─── Available data ───

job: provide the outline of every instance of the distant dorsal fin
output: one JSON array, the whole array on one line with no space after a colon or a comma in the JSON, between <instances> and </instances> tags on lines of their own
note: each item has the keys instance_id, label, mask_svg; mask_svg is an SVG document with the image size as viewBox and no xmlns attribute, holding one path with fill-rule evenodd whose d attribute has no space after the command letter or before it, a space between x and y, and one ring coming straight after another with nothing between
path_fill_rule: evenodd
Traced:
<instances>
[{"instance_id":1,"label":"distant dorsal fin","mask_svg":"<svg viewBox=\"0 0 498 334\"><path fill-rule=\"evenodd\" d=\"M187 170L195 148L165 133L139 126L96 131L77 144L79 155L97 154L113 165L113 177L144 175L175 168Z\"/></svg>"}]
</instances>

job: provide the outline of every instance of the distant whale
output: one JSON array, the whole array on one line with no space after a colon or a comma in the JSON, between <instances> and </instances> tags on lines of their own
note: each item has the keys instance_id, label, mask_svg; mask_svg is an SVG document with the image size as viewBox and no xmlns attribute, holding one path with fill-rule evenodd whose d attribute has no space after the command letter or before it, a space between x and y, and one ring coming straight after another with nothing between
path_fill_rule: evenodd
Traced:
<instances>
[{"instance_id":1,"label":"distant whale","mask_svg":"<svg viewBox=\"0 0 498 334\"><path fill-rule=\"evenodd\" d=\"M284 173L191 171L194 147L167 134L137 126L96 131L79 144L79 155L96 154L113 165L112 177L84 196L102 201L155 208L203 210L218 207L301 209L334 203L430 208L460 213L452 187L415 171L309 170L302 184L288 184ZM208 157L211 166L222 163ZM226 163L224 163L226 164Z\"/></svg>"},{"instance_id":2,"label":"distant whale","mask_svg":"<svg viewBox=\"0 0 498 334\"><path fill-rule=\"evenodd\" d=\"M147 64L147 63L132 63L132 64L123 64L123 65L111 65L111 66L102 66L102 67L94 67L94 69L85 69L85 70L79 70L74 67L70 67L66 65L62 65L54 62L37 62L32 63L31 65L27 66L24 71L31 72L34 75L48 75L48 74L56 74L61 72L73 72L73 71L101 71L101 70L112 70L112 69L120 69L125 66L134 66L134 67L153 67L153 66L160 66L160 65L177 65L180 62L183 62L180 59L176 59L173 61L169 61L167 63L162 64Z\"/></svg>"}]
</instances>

───

Work instructions:
Quote everything from the line containing "job: provide the outline of every instance of the distant whale" down to the end of the entries, including both ends and keeping each line unchanged.

Solution:
job: provide the outline of every instance of the distant whale
output: one JSON array, the whole array on one line with no space after a colon or a comma in the JSON, between <instances> and </instances> tags on lines of their own
note: each item has the keys instance_id, label, mask_svg; mask_svg is an SVG document with the image size as viewBox and no xmlns attribute, holding one path with fill-rule evenodd whose d attribute has no space after the command letter or before it, a space between x and y, and one ring coming straight after another with nothing between
path_fill_rule: evenodd
Traced:
<instances>
[{"instance_id":1,"label":"distant whale","mask_svg":"<svg viewBox=\"0 0 498 334\"><path fill-rule=\"evenodd\" d=\"M284 173L191 171L194 147L167 134L137 126L96 131L79 144L79 155L96 154L113 165L112 177L84 196L102 201L155 208L203 210L218 207L301 209L334 203L430 208L460 213L452 187L415 171L309 170L302 184L288 184ZM208 157L211 166L222 163ZM226 163L224 163L226 164Z\"/></svg>"},{"instance_id":2,"label":"distant whale","mask_svg":"<svg viewBox=\"0 0 498 334\"><path fill-rule=\"evenodd\" d=\"M147 64L147 63L132 63L132 64L123 64L123 65L111 65L111 66L102 66L102 67L94 67L94 69L85 69L85 70L79 70L74 67L70 67L66 65L62 65L54 62L37 62L32 63L31 65L27 66L24 71L31 72L34 75L48 75L48 74L56 74L61 72L73 72L73 71L101 71L101 70L112 70L112 69L120 69L125 66L134 66L134 67L153 67L153 66L160 66L160 65L177 65L180 62L183 62L180 59L176 59L173 61L169 61L167 63L162 64Z\"/></svg>"}]
</instances>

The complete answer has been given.